(Natural language region descriptions)
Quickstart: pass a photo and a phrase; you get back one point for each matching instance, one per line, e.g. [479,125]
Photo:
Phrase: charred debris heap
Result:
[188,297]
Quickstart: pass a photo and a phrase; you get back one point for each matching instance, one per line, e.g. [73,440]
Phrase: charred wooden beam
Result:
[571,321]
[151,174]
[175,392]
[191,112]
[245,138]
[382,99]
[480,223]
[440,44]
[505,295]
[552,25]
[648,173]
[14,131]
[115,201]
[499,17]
...
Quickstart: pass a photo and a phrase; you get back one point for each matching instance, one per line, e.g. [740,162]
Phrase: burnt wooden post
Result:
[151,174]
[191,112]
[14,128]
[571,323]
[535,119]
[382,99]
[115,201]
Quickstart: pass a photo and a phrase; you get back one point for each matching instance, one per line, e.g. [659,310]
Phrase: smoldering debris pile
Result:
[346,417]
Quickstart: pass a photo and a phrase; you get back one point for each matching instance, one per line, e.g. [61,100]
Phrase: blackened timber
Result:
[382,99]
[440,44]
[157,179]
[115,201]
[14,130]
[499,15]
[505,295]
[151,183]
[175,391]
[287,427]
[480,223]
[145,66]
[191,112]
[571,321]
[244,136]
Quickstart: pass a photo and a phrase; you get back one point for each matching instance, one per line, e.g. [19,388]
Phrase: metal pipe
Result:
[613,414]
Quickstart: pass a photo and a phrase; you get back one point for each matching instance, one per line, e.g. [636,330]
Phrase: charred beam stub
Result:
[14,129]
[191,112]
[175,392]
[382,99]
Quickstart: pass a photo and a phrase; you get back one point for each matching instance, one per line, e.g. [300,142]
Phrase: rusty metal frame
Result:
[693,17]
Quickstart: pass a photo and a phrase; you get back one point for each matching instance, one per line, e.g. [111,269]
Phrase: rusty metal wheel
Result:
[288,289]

### Task goal:
Where does the string "beam" appear in the records above? Show every line that holds it.

### Result for this exercise:
Phrase: charred wooden beam
Phrase: charred beam stub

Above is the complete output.